### What you are asked to do
Repeat the material word for word, starting with the line that contains "Objective — indicate every instance of the white background" and going on through the end of the material.

### Data supplied
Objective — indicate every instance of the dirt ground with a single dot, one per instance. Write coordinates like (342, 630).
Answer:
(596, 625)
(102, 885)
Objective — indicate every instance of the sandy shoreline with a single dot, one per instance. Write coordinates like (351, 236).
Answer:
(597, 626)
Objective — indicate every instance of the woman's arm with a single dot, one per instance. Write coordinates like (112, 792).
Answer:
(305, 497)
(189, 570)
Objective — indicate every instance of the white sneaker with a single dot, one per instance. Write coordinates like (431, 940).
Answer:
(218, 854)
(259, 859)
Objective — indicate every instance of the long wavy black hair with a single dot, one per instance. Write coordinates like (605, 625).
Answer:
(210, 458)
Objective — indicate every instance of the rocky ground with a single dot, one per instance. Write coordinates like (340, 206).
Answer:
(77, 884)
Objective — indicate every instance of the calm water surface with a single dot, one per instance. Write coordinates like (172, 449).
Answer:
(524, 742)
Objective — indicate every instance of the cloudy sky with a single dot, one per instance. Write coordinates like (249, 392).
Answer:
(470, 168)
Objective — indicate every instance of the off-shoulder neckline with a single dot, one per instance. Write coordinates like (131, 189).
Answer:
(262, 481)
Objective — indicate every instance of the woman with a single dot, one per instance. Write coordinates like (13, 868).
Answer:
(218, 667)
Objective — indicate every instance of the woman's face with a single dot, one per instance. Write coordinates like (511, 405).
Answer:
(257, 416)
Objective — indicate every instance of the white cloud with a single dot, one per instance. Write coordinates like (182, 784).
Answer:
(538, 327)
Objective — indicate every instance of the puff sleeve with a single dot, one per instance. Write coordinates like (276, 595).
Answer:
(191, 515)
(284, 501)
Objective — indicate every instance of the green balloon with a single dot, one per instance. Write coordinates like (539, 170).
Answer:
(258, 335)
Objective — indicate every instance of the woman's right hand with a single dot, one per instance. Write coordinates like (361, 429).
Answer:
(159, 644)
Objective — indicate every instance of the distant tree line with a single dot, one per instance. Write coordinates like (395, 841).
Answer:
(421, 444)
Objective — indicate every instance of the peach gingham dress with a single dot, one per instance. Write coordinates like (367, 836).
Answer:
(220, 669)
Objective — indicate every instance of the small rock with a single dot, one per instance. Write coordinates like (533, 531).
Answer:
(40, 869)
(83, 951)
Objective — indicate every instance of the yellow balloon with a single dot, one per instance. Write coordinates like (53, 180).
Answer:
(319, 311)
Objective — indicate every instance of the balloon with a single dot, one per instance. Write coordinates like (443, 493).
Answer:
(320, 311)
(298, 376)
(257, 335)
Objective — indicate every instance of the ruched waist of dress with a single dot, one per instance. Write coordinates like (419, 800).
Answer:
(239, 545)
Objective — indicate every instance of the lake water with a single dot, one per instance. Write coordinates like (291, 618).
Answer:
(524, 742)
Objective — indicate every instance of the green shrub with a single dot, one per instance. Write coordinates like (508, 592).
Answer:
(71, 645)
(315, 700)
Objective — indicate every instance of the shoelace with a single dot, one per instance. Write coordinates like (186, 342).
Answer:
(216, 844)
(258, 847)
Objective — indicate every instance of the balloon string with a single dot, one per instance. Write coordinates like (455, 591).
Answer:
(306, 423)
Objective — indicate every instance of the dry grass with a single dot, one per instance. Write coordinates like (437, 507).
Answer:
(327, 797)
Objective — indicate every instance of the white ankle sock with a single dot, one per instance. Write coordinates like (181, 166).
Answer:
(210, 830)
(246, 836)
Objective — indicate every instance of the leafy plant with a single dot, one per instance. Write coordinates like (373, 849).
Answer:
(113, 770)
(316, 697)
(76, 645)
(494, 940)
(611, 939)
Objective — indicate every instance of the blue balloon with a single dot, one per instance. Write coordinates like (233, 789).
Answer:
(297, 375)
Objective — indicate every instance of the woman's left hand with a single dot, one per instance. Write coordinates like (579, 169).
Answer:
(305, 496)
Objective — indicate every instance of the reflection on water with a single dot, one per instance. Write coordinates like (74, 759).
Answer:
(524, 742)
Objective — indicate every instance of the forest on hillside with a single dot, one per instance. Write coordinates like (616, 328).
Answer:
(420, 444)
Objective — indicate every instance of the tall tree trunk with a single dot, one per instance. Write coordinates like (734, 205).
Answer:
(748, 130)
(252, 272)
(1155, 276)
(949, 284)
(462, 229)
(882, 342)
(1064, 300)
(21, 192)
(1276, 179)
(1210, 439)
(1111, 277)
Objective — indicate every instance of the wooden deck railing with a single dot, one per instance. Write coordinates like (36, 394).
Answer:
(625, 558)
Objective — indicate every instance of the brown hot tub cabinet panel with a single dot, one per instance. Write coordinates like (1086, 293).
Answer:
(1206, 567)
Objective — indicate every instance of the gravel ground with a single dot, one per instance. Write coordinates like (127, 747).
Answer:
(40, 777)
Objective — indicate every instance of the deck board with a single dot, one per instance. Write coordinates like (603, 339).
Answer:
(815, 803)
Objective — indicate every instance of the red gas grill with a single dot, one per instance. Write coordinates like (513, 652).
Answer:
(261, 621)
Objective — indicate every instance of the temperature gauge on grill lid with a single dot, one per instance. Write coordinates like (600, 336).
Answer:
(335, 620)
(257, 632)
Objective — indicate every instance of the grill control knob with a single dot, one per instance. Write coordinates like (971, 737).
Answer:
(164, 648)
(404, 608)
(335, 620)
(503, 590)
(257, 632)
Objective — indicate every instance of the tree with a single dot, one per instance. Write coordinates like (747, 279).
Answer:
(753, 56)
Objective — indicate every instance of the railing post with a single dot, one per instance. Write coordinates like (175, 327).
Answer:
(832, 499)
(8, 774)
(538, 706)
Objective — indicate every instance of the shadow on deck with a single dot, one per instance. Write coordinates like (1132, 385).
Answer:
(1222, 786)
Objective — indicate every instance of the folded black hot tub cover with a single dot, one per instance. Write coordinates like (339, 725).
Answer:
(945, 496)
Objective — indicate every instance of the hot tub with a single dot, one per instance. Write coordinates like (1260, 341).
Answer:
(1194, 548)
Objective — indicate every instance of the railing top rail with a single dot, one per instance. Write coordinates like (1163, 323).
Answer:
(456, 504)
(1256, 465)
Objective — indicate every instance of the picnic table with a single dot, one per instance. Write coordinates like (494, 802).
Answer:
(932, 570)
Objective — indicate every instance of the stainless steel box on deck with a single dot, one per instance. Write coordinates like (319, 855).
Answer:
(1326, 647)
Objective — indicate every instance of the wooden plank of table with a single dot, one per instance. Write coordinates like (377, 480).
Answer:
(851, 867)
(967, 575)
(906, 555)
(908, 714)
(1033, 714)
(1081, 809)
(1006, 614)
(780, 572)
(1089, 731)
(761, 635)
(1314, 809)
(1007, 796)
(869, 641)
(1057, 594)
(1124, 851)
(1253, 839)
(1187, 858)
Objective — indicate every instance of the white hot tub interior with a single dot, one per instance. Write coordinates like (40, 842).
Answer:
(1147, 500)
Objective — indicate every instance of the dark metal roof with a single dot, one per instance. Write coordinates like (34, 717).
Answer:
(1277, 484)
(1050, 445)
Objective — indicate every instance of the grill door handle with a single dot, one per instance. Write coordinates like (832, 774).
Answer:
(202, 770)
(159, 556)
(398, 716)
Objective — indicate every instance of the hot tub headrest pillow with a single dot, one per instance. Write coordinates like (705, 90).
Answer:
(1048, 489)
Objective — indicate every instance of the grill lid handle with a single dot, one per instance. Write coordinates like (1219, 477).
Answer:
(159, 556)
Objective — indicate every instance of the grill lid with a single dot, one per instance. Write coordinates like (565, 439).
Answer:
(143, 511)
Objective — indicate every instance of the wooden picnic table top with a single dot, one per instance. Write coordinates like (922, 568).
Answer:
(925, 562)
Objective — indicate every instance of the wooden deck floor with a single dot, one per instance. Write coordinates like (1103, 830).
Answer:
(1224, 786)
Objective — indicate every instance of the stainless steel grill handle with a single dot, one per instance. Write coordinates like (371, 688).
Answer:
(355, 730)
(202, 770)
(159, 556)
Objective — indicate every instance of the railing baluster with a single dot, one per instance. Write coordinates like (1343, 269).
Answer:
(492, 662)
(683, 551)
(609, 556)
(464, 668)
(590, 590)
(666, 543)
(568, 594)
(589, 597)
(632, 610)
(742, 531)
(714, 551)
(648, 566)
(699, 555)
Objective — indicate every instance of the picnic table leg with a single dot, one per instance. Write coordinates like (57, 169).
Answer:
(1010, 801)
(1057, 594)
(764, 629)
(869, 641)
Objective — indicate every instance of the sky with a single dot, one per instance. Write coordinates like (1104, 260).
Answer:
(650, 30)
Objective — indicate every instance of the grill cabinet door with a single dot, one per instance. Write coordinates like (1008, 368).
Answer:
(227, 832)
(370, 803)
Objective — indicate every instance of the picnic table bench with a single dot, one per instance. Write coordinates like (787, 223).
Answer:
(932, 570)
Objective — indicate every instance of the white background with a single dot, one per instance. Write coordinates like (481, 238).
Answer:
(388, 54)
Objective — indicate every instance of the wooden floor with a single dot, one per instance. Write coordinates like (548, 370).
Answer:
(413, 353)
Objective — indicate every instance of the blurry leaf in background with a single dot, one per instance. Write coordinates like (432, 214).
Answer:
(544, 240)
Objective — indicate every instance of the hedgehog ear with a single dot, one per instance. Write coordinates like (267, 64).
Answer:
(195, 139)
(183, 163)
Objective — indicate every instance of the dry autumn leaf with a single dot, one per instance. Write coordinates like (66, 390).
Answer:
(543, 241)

### Solved exercise
Objective — indicate every instance of the white background with a single dot, one per instance. Write coordinates like (481, 238).
Answer:
(388, 54)
Objective — indicate every instance of the wooden floor with a single dot, one per instance. Write coordinates like (548, 370).
Answer:
(413, 353)
Objective — indicate every instance of the blurry leaf in background with a single dot, one per instance. Write coordinates like (432, 214).
Answer:
(544, 240)
Objective — indicate every instance of the hedgehog ear with a single dot, one per instance. Write coordinates like (267, 64).
Answer:
(195, 139)
(183, 163)
Objective — indicate every instance of the dry autumn leaf with a single dot, one per instance. Write coordinates like (66, 390).
Answer:
(543, 241)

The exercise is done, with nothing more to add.